══ Text segment

Maybe the core material is with a higher "mu" (u)

 

Maybe the core material is with a higher "mu" (u)

 

forgive me Ramussons but what do mean by higher "mu" I don't understand

 

forgive me Ramussons but what do mean by higher "mu" I don't understand

mu or μ stands for magnetic permeability in this context.

You have a couple of problems. What do you mean by an E core transformer? Do you mean E-I core?
Show a picture of the transformer.

The formula:
power = core area squared

is grossly incorrect.
On the left hand side the units are watts.
On the right hand side the units are cm-squared.

You cannot equate these two. Always do the dimensional analysis.

 

mu or μ stands for magnetic permeability in this context.

ohh I see....

You have a couple of problems. What do you mean by an E core transformer? Do you mean E-I core?
Show a picture of the transformer.

yes its an E/I core transformer

The formula:
power = core area squared

is grossly incorrect.

════
══ Data lines

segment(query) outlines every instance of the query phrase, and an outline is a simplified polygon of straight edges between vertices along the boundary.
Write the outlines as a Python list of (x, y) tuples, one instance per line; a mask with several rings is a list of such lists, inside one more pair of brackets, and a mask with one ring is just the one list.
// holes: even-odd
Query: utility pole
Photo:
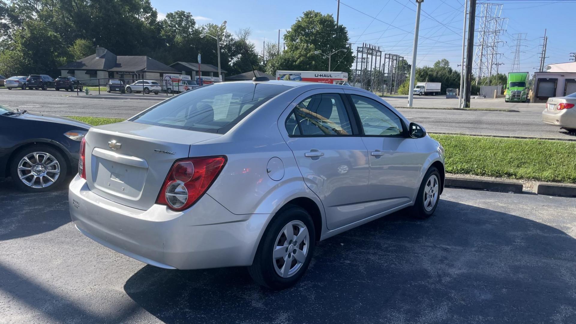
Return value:
[(458, 107), (460, 108), (462, 107), (462, 103), (463, 102), (462, 94), (466, 91), (464, 88), (464, 54), (466, 48), (466, 18), (468, 17), (466, 15), (467, 12), (468, 0), (466, 0), (466, 3), (464, 5), (464, 23), (462, 27), (462, 63), (461, 65), (462, 68), (460, 69), (460, 88), (458, 93)]
[[(472, 0), (475, 1), (475, 0)], [(414, 44), (412, 47), (412, 69), (410, 70), (410, 88), (408, 91), (408, 107), (412, 107), (414, 99), (414, 79), (416, 77), (416, 52), (418, 49), (418, 29), (420, 28), (420, 7), (424, 0), (416, 0), (416, 26), (414, 27)]]
[(468, 37), (466, 48), (466, 89), (465, 99), (463, 108), (470, 108), (470, 92), (472, 88), (472, 50), (474, 47), (474, 25), (476, 23), (476, 0), (470, 0), (470, 10), (468, 11)]
[(498, 67), (501, 65), (504, 65), (503, 63), (497, 63), (494, 65), (496, 66), (496, 81), (498, 81)]

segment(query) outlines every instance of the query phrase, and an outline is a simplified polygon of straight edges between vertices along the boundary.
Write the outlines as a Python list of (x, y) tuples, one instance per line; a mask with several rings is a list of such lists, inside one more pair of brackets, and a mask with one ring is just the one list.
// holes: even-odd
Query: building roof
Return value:
[(58, 67), (58, 69), (61, 70), (108, 70), (114, 67), (116, 62), (116, 57), (114, 53), (106, 51), (106, 52), (100, 57), (98, 57), (96, 54), (92, 54), (76, 62), (71, 62), (66, 65)]
[(118, 56), (114, 67), (108, 70), (118, 72), (146, 71), (148, 72), (173, 73), (178, 71), (153, 58), (142, 56)]
[[(198, 71), (198, 63), (192, 63), (191, 62), (176, 62), (170, 65), (170, 66), (179, 71)], [(202, 63), (200, 68), (203, 72), (215, 72), (218, 73), (218, 66), (215, 66), (211, 64)], [(226, 71), (221, 69), (222, 73), (225, 73)]]
[(251, 80), (252, 78), (254, 77), (254, 75), (256, 74), (257, 77), (266, 77), (271, 80), (273, 80), (276, 78), (272, 76), (264, 73), (262, 71), (259, 71), (257, 70), (254, 70), (253, 71), (250, 71), (249, 72), (244, 72), (244, 73), (240, 73), (240, 74), (236, 74), (236, 76), (230, 76), (229, 77), (226, 77), (226, 81), (240, 81), (240, 80)]
[(576, 72), (576, 62), (548, 64), (547, 66), (550, 67), (548, 72)]
[(58, 67), (60, 70), (99, 70), (119, 72), (177, 72), (168, 65), (146, 56), (116, 56), (112, 52), (103, 49), (104, 52), (100, 57), (97, 54), (71, 62)]

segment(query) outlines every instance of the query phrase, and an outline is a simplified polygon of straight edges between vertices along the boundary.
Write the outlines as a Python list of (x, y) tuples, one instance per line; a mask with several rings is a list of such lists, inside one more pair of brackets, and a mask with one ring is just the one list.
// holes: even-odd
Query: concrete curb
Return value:
[(486, 179), (473, 177), (449, 175), (446, 176), (444, 186), (455, 188), (483, 189), (501, 193), (521, 193), (522, 184), (520, 181), (511, 180)]
[(394, 106), (394, 108), (396, 109), (436, 109), (439, 110), (465, 110), (471, 111), (499, 111), (503, 112), (520, 112), (520, 110), (516, 110), (514, 109), (503, 109), (503, 108), (495, 108), (494, 109), (491, 108), (452, 108), (449, 107), (406, 107), (406, 106)]
[(576, 184), (537, 182), (534, 192), (539, 195), (576, 197)]
[(537, 137), (534, 136), (518, 136), (516, 135), (496, 135), (492, 134), (466, 134), (464, 133), (450, 133), (446, 131), (429, 131), (429, 134), (438, 135), (463, 135), (465, 136), (479, 136), (480, 137), (498, 137), (499, 138), (519, 138), (521, 140), (547, 140), (548, 141), (564, 141), (567, 142), (576, 142), (576, 137), (574, 138), (564, 138), (556, 137)]

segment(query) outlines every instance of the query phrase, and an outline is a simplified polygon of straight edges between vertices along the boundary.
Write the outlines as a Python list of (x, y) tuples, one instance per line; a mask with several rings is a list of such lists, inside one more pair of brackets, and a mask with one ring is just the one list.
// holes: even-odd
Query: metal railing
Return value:
[[(94, 91), (94, 92), (98, 91), (98, 95), (101, 95), (103, 91), (105, 91), (107, 92), (108, 92), (109, 89), (108, 86), (109, 85), (114, 86), (118, 86), (119, 85), (120, 86), (122, 89), (120, 91), (120, 93), (123, 95), (126, 93), (142, 93), (143, 95), (153, 95), (154, 96), (161, 95), (161, 93), (162, 95), (165, 94), (166, 96), (169, 96), (170, 95), (173, 96), (174, 95), (176, 95), (180, 92), (183, 92), (188, 90), (191, 90), (192, 89), (194, 89), (194, 88), (198, 86), (198, 85), (190, 86), (186, 85), (180, 85), (180, 82), (167, 81), (164, 79), (147, 78), (147, 79), (139, 79), (139, 80), (145, 80), (146, 81), (156, 81), (158, 82), (158, 85), (134, 84), (132, 80), (135, 80), (134, 82), (138, 82), (139, 80), (137, 79), (131, 79), (130, 82), (132, 82), (132, 83), (123, 82), (122, 84), (120, 85), (111, 84), (109, 82), (110, 80), (118, 80), (120, 81), (120, 82), (123, 82), (123, 80), (122, 78), (91, 78), (91, 79), (77, 79), (72, 81), (72, 84), (69, 85), (68, 86), (73, 87), (73, 89), (76, 91), (77, 96), (79, 96), (81, 92), (84, 92), (86, 95), (88, 95), (92, 91)], [(191, 80), (186, 80), (186, 81), (188, 81), (190, 82)], [(195, 82), (196, 81), (192, 81), (192, 82)], [(154, 87), (159, 86), (160, 88), (160, 90), (153, 89), (151, 88), (153, 86)], [(88, 92), (86, 92), (85, 88), (90, 87), (97, 87), (97, 90), (88, 89)], [(103, 88), (105, 88), (105, 90), (103, 90), (102, 89)], [(146, 93), (145, 92), (145, 90), (147, 88), (148, 88), (148, 93)], [(128, 90), (130, 90), (130, 91)], [(158, 92), (158, 93), (157, 94), (156, 93), (156, 92)]]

════

Description of the task: State what the transformer thread says "mu" stands for in this context.

Result below: Magnetic permeability.